*** MATERIAL FOR THIS EXERCISE ***
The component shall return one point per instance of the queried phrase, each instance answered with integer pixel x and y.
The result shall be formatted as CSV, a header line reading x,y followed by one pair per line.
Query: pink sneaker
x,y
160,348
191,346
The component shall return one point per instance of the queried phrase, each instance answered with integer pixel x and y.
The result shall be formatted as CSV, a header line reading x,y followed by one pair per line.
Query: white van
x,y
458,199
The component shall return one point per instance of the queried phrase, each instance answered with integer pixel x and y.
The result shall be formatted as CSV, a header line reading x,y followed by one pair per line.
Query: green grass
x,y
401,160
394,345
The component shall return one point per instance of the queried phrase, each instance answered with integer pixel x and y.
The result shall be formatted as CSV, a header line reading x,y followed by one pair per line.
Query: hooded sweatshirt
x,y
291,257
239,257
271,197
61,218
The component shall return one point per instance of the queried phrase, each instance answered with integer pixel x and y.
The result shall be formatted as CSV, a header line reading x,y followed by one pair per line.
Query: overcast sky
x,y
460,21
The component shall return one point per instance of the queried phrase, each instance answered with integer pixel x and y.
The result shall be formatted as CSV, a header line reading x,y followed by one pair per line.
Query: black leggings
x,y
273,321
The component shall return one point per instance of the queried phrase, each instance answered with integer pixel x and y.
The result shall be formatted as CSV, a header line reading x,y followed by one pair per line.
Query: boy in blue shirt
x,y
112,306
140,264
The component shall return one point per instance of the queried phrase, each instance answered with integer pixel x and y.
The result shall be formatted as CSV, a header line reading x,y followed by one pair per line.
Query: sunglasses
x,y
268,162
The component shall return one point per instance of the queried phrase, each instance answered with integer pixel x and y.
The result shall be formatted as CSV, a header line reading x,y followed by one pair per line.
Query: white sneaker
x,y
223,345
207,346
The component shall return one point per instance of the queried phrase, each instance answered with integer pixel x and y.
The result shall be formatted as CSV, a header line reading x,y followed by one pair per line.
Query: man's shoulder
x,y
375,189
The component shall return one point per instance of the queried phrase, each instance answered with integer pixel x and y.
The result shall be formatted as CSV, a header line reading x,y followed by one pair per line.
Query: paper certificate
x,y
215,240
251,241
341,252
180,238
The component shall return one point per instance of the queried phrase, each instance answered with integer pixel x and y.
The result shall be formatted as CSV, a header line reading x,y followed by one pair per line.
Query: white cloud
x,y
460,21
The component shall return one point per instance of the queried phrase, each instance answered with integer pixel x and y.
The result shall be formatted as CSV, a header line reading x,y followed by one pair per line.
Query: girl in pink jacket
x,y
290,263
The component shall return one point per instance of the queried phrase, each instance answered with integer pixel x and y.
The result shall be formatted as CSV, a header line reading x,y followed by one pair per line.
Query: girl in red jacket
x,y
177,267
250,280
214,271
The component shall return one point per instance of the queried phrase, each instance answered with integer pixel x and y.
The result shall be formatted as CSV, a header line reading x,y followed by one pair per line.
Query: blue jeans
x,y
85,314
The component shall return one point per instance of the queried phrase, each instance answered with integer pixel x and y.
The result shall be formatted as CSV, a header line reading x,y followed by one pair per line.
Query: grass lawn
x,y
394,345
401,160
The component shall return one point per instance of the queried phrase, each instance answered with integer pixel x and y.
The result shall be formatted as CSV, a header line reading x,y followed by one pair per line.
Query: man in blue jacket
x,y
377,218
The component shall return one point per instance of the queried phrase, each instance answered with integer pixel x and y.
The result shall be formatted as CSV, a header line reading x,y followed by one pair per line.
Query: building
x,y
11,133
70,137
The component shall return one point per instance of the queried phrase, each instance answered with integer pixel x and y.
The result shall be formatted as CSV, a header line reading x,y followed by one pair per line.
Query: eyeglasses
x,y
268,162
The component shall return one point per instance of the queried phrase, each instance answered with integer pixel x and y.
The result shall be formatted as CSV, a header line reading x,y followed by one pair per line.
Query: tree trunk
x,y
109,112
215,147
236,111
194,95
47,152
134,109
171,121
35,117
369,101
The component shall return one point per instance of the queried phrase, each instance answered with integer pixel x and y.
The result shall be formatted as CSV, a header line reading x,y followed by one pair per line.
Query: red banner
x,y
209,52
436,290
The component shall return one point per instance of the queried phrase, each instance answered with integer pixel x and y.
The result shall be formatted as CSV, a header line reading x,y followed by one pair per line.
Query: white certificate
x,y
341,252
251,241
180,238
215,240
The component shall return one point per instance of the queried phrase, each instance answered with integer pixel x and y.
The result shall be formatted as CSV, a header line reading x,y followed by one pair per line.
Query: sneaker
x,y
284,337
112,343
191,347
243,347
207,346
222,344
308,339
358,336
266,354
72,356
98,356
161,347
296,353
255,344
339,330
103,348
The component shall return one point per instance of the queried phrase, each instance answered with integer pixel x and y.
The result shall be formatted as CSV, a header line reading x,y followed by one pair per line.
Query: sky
*** End of MATERIAL FOR THIS EXERCISE ***
• _WHAT THE TASK REQUIRES_
No line may be altered or left out when the data is written out.

• _REPLY_
The component shall return one point per instance of the queried phrase, each instance answered with integer pixel x and y.
The result shall be formatted as CSV, a header line reading x,y followed by one pair per line.
Query: pink sneaker
x,y
160,348
191,346
The component shall return one point per instance of the queried phrase, each instance answered with integer pixel x and y.
The result shall be formatted as CSV, a header line reading x,y followed by one pair per line.
Query: white van
x,y
458,199
The component shall return one point per instance of the queried phrase, each instance answered with integer pixel x and y.
The result shall be formatted as CSV, a header line reading x,y followed by one pair per line.
Query: green grass
x,y
401,160
394,345
The component shall return one point per instance of the queried phrase, each instance answered with integer pixel x and y.
The result shall be formatted as CSV, a header line reading x,y followed by one pair per line.
Query: hooded sweatshirt
x,y
291,257
239,257
271,197
61,218
The component shall return one point per instance of the queried phrase, each instance answered with integer pixel x and y.
The result shall be formatted as CSV, a header line reading x,y followed by one pair per line.
Query: overcast sky
x,y
460,21
The component shall return one point per instance of the queried phrase, each instance answered with integer pixel x and y.
The result shall be formatted as CSV, a header line reading x,y followed by one pair per line.
Query: black leggings
x,y
273,321
The component shall return one point per instance of the queried phrase, each instance answered with integer pixel x and y.
The result shall be formatted as CSV, a header line reading x,y followed by one pair per line.
Query: boy in blue shirt
x,y
112,306
140,264
The component shall return one point per instance of the queried phrase, each instance answered with integer pixel x and y.
The result shall be formatted as CSV, a header line reading x,y followed by one pair per line.
Query: sunglasses
x,y
268,162
The component shall return one point per instance of the queried phrase, each instance answered with integer pixel x and y.
The result shall be formatted as CSV, a header line reading x,y followed by one pair per line.
Query: white sneaker
x,y
223,345
207,346
The component shall return one point per instance of the queried phrase, each instance answered with integer pixel x and y.
The result shall be formatted as CSV, a header line reading x,y followed by one pair per line.
Query: man's shoulder
x,y
375,189
The component shall return one point per instance of the queried phrase, each instance answered with integer pixel x and y.
The result shall be formatted as CSV, a header line reading x,y followed by one pair per line.
Query: paper certificate
x,y
215,240
251,241
341,252
180,238
The component shall return one point per instance of the queried phrase, each instance answered with integer pixel x and y.
The result shall be formatted as CSV, a header line reading x,y followed by one pair per line.
Query: white cloud
x,y
460,21
The component shall return one point per instance of the queried phrase, each instance answered with integer pixel x and y.
The result shall be formatted as CSV, a header line reading x,y followed by one pair per line.
Query: girl in pink jacket
x,y
290,263
The component shall return one point per instance of the queried phrase, each instance answered with integer pixel x and y.
The result shall be formatted as CSV, a header line reading x,y followed by one pair per line.
Query: girl in red jacket
x,y
177,267
250,280
214,271
The component shall return one point per instance of the queried phrase, each instance answered with integer pixel x and y.
The result shall be formatted as CSV, a header line reading x,y followed by one pair per line.
Query: blue jeans
x,y
85,314
The component shall return one point per instance of the queried phrase, each instance answered with integer pixel x and y.
The result shall be formatted as CSV, a header line reading x,y followed by one pair per line.
Query: grass lawn
x,y
394,345
401,160
The component shall return one point per instance of the queried phrase, each instance answered with integer pixel x and y.
The result shall be formatted as CSV, a header line reading x,y followed by one pair per line.
Query: man in blue jacket
x,y
377,218
The component shall return one point per instance of the queried phrase, each instance answered with integer pixel x and y.
The result shall be formatted as CSV, a header line reading x,y followed by one pair per line.
Query: building
x,y
11,133
70,137
The component shall return one point per instance of the queried phrase, each instance answered with integer pixel x and y.
The result shall be formatted as CSV, a header line reading x,y followed by one pair per line.
Query: eyeglasses
x,y
268,162
The component shall return one point per instance of the queried phrase, each instance answered with integer pixel x and y.
The result shall be formatted as CSV, a header line reading x,y followed by one pair per line.
Query: tree trunk
x,y
109,112
215,147
236,111
194,95
47,152
134,109
171,121
35,117
369,101
The component shall return one point per instance of the queried phrase, each instance answered with integer pixel x and y.
The result shall be formatted as CSV, a header line reading x,y followed by one pair per line.
Query: red banner
x,y
209,52
436,290
The component shall return one point per instance of the queried phrase, each instance answered with integer pixel x and y.
The result shall be formatted as CSV, a header line reading x,y followed by one pair per line.
Query: white certificate
x,y
341,252
251,241
180,238
215,240
The component shall return one point per instance of the queried phrase, each instance answered with integer pixel x and y.
The result shall be formatted as CSV, a header line reading x,y followed by one pair per line.
Query: sneaker
x,y
284,337
112,343
191,347
243,347
207,346
222,344
308,339
358,336
266,354
72,356
98,356
161,347
296,353
255,344
339,330
103,348
The component shall return one point per instance of the queried phrase, each instance answered with integer pixel x and y.
The result shall be formatted as CSV, a header line reading x,y followed by one pair per line.
Query: sky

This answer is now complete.